**DATASET EXTRACT**

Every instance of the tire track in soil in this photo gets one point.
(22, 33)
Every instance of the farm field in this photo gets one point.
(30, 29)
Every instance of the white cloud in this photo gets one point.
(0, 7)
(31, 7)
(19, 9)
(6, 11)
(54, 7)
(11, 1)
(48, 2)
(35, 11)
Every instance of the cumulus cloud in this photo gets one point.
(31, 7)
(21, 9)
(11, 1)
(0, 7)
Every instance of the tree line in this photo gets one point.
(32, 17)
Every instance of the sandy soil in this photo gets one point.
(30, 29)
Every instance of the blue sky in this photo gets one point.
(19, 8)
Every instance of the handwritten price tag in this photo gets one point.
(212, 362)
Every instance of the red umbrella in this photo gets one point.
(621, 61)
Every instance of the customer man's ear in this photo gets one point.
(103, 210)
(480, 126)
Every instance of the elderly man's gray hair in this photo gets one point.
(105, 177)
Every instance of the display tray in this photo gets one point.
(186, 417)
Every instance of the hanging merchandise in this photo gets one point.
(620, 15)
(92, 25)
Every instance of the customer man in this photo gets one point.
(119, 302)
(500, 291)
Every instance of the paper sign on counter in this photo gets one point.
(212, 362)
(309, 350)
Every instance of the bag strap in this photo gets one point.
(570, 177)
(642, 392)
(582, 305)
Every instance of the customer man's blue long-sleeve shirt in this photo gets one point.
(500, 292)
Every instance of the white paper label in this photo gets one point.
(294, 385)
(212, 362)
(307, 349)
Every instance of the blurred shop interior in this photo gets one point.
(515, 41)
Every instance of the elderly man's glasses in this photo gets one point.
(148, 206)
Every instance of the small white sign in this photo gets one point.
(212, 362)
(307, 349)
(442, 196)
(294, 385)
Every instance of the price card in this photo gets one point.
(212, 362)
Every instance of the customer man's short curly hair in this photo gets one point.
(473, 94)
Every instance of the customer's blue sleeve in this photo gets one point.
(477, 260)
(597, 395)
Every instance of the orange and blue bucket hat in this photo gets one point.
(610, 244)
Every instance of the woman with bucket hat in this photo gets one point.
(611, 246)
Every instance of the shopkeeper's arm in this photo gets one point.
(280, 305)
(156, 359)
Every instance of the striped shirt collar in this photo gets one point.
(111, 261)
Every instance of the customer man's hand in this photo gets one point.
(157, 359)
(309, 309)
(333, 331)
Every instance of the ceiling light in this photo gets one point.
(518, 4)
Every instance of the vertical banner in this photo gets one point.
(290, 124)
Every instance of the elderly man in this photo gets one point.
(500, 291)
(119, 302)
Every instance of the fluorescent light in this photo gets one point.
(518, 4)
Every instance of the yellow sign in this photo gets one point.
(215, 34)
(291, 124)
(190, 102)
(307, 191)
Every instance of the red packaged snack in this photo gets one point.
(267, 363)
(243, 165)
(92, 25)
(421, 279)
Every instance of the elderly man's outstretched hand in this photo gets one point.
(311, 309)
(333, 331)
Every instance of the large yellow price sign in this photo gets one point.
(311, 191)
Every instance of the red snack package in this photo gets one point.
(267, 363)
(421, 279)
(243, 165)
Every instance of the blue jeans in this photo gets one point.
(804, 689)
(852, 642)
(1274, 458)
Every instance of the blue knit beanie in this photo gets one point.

**WHAT YOU SHOULD DO**
Repeat all the records. Match each line exactly.

**ANSWER TO THE PROBLEM**
Every instance of the tire track in soil in this photo gets one point.
(22, 33)
Every instance of the farm field in this photo gets one point.
(30, 29)
Every instance of the white cloud in this photo gets one point.
(0, 7)
(31, 7)
(19, 9)
(6, 11)
(54, 7)
(11, 1)
(48, 2)
(35, 11)
Every instance of the cumulus cloud in this photo gets one point.
(31, 7)
(21, 9)
(11, 1)
(0, 7)
Every instance of the tree line in this photo gets one point.
(32, 17)
Every instance of the sandy soil in this photo gets one point.
(30, 29)
Every instance of the blue sky in this photo gets one point.
(19, 8)
Every instance of the handwritten price tag in this photo gets one point.
(212, 362)
Every instance of the red umbrella in this photo gets one point.
(621, 61)
Every instance of the customer man's ear in this photo gets one point.
(103, 210)
(480, 126)
Every instance of the elderly man's gray hair in this photo gets one point.
(105, 177)
Every instance of the display tray in this photo gets one point.
(186, 417)
Every instance of the hanging merchandise in this photo gets one point.
(620, 15)
(92, 25)
Every instance of the customer man in this photo gets one point.
(119, 302)
(500, 291)
Every instance of the paper sign on counter in this photo gets one point.
(212, 362)
(309, 350)
Every instance of the bag strap in this photo gets one point.
(570, 177)
(642, 392)
(582, 305)
Every instance of the customer man's blue long-sleeve shirt in this photo gets one point.
(500, 292)
Every instance of the white paper label in this photo gets one point.
(294, 385)
(212, 362)
(307, 349)
Every instance of the blurred shop interior in this photo gets one point.
(515, 41)
Every instance of the elderly man's glasses in this photo gets one point.
(148, 206)
Every instance of the small white sign in this photo gets one point.
(212, 362)
(307, 349)
(442, 196)
(294, 385)
Every instance of the price card in this photo gets one point.
(212, 362)
Every instance of the customer man's short curly hair in this photo gets one point.
(473, 94)
Every instance of the customer's blue sleeve in this photo gets one point.
(477, 260)
(597, 395)
Every instance of the orange and blue bucket hat in this photo gets one point.
(610, 244)
Every instance of the woman with bucket hat in this photo gets one point.
(611, 246)
Every instance of the shopkeeper's arm in this photo gets one point.
(280, 305)
(156, 359)
Every instance of the striped shirt collar in this photo gets one point.
(111, 261)
Every instance of the customer man's hand in this photo gets one point.
(157, 359)
(309, 309)
(333, 331)
Every instance of the ceiling light in this photo gets one point.
(518, 4)
Every instance of the vertical banner in this photo gets one point.
(290, 124)
Every instance of the elderly man in this photo gets one point.
(500, 291)
(119, 302)
Every instance of the fluorescent light in this photo gets one point.
(518, 4)
Every instance of the yellow sign in this photo gets one point.
(215, 34)
(291, 124)
(190, 102)
(307, 191)
Every instance of the red packaged snack in this photo gets one point.
(267, 363)
(243, 165)
(92, 25)
(421, 279)
Every instance of the elderly man's outstretched hand in this photo gets one point.
(311, 309)
(333, 331)
Every instance of the large yellow price sign in this photo gets one point.
(311, 191)
Every instance of the red snack package in this photo gets one point.
(267, 363)
(421, 279)
(243, 165)
Every instance of the blue jeans in this photo gets one point.
(804, 689)
(852, 642)
(1274, 458)
Every instance of the blue knit beanie in this photo gets one point.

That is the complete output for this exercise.